** Opening Provided data block **
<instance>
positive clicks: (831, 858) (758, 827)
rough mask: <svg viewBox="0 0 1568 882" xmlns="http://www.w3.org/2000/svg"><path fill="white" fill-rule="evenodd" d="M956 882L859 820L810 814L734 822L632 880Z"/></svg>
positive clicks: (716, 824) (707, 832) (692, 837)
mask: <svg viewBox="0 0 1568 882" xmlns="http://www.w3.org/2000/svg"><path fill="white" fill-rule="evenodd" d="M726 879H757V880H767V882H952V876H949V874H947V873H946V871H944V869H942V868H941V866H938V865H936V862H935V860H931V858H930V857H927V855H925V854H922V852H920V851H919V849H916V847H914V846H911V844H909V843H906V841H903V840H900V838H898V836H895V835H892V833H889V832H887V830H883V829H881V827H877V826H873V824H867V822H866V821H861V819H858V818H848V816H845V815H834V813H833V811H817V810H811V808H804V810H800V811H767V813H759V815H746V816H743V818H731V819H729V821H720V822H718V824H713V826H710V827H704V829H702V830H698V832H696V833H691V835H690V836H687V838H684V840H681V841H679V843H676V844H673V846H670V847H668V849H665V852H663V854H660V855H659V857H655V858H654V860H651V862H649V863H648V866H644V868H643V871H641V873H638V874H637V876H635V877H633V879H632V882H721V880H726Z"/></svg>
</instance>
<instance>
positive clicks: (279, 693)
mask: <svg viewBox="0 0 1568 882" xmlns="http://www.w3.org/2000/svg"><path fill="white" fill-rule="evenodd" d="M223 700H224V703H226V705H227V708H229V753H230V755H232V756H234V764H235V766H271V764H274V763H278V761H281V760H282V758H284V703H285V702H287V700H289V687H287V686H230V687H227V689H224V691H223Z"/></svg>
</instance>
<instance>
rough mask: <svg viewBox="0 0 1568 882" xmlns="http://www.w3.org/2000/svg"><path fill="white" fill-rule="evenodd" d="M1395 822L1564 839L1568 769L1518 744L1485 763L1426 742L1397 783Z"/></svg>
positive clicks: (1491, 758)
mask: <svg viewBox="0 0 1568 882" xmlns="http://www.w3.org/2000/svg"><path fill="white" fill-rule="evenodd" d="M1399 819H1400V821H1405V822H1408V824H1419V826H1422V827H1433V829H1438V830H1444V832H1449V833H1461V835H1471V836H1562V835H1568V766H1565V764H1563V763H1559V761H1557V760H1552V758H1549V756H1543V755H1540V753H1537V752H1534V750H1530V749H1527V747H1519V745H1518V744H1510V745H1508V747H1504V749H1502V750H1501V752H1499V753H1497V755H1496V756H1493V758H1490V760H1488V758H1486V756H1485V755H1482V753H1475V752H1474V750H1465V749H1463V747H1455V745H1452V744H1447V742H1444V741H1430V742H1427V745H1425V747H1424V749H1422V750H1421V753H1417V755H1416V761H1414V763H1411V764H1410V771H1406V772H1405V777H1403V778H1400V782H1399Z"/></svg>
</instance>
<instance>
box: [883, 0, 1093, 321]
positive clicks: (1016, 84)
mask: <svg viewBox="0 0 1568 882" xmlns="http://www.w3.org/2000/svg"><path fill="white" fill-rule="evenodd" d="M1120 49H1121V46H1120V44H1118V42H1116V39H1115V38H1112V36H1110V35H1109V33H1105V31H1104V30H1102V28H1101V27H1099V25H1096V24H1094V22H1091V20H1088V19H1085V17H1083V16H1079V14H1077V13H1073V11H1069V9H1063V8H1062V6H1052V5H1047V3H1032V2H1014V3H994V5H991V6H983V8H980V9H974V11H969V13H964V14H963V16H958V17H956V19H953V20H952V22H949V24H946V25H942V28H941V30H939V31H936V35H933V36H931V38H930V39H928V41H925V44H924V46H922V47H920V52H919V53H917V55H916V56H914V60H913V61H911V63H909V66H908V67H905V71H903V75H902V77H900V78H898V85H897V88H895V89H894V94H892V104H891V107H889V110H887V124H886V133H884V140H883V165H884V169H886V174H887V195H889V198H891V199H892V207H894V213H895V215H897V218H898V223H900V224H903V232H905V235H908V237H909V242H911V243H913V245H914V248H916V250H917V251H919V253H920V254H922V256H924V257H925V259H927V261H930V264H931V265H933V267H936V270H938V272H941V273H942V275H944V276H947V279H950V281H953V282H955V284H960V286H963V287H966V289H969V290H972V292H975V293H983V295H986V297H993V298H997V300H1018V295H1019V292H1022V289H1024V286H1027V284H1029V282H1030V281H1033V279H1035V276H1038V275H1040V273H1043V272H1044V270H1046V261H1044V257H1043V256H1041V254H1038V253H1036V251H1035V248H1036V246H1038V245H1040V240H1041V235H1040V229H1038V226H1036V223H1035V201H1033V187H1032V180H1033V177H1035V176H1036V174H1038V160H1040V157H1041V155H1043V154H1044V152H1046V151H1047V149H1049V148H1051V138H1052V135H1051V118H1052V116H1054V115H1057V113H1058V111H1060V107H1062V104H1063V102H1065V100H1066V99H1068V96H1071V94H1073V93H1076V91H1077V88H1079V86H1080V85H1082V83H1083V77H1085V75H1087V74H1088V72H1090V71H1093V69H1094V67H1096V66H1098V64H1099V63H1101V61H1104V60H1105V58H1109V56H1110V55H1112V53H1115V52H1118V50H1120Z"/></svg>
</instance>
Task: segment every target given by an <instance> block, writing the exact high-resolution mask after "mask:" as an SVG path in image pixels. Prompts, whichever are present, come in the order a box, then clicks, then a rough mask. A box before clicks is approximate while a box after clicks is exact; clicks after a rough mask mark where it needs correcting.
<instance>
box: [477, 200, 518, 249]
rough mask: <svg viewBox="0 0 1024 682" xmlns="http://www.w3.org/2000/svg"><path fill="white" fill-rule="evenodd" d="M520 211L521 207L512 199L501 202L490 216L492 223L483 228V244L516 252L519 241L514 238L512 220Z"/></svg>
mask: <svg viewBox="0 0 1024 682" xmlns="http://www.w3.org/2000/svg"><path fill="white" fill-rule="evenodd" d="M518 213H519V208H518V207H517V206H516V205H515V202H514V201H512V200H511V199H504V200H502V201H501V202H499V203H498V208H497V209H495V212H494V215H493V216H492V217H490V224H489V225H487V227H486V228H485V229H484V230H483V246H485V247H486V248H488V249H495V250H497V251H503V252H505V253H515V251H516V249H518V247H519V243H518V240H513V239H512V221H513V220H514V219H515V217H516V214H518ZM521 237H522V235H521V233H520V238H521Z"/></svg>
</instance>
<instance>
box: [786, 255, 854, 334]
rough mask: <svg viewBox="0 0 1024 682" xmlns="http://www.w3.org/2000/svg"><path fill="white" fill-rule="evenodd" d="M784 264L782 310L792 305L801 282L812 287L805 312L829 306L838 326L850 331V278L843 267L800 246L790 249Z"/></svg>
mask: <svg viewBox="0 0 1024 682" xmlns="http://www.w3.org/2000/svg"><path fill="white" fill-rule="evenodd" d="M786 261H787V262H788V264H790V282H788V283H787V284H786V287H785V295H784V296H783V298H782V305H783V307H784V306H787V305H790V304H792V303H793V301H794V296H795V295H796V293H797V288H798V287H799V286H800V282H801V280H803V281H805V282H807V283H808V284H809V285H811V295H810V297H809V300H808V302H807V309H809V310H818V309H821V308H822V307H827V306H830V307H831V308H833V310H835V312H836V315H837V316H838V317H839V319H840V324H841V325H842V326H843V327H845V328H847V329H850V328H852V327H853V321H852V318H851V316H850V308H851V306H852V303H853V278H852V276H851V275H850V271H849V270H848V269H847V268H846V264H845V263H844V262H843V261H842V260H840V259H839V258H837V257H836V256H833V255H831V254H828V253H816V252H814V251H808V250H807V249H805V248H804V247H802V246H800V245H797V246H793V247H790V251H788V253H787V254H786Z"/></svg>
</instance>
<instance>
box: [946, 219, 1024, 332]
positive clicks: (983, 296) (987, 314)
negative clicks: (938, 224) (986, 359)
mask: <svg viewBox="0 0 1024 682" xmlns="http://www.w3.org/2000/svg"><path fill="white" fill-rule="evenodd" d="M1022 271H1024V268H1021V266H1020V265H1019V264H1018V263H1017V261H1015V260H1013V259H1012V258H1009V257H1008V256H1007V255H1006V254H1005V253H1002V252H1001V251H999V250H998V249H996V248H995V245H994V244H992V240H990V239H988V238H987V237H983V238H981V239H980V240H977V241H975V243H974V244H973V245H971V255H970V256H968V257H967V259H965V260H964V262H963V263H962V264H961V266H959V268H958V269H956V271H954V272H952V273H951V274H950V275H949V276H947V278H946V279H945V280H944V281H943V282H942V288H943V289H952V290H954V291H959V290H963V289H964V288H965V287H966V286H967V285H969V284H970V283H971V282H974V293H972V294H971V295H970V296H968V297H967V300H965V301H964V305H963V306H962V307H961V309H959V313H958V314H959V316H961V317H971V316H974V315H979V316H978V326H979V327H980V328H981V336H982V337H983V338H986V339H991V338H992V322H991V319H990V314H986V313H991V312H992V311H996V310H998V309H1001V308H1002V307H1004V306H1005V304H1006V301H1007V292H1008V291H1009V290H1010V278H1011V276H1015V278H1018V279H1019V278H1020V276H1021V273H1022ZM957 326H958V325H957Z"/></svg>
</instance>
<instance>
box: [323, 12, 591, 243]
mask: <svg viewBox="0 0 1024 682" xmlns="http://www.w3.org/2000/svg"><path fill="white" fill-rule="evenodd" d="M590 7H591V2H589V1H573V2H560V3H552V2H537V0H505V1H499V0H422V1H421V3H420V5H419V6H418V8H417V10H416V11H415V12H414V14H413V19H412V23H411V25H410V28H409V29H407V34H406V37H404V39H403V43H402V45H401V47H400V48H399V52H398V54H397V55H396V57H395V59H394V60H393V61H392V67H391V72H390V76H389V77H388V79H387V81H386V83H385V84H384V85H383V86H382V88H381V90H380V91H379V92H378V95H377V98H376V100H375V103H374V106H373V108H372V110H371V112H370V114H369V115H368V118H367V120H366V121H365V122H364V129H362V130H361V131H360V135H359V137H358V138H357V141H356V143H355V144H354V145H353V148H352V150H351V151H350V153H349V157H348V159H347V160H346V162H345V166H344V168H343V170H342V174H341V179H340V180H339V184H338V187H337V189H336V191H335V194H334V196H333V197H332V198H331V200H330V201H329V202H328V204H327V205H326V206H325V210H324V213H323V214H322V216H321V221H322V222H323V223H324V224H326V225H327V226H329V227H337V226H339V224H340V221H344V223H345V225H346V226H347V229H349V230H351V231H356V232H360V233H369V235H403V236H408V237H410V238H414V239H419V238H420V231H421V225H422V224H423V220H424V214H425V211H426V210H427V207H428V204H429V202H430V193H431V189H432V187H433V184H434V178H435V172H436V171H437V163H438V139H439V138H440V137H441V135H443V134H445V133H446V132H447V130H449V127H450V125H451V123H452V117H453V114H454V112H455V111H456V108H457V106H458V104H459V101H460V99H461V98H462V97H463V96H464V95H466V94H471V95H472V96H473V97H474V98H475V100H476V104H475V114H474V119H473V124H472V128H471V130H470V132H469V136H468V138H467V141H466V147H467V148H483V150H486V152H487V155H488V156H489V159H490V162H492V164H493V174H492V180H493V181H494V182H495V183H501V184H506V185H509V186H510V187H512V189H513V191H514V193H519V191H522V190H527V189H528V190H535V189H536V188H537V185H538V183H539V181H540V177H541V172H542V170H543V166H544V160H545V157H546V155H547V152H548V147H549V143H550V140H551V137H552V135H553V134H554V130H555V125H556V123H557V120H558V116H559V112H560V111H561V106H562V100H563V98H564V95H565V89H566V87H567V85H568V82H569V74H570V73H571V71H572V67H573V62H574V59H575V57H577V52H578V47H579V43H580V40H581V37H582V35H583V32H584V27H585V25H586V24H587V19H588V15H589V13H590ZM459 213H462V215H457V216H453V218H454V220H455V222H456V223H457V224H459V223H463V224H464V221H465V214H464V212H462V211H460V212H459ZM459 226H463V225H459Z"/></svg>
** Closing Provided data block **
### [To-do item]
How many lines in the listing above contain the string "positive", with case counting? Reply with the number alone.

### [Task result]
6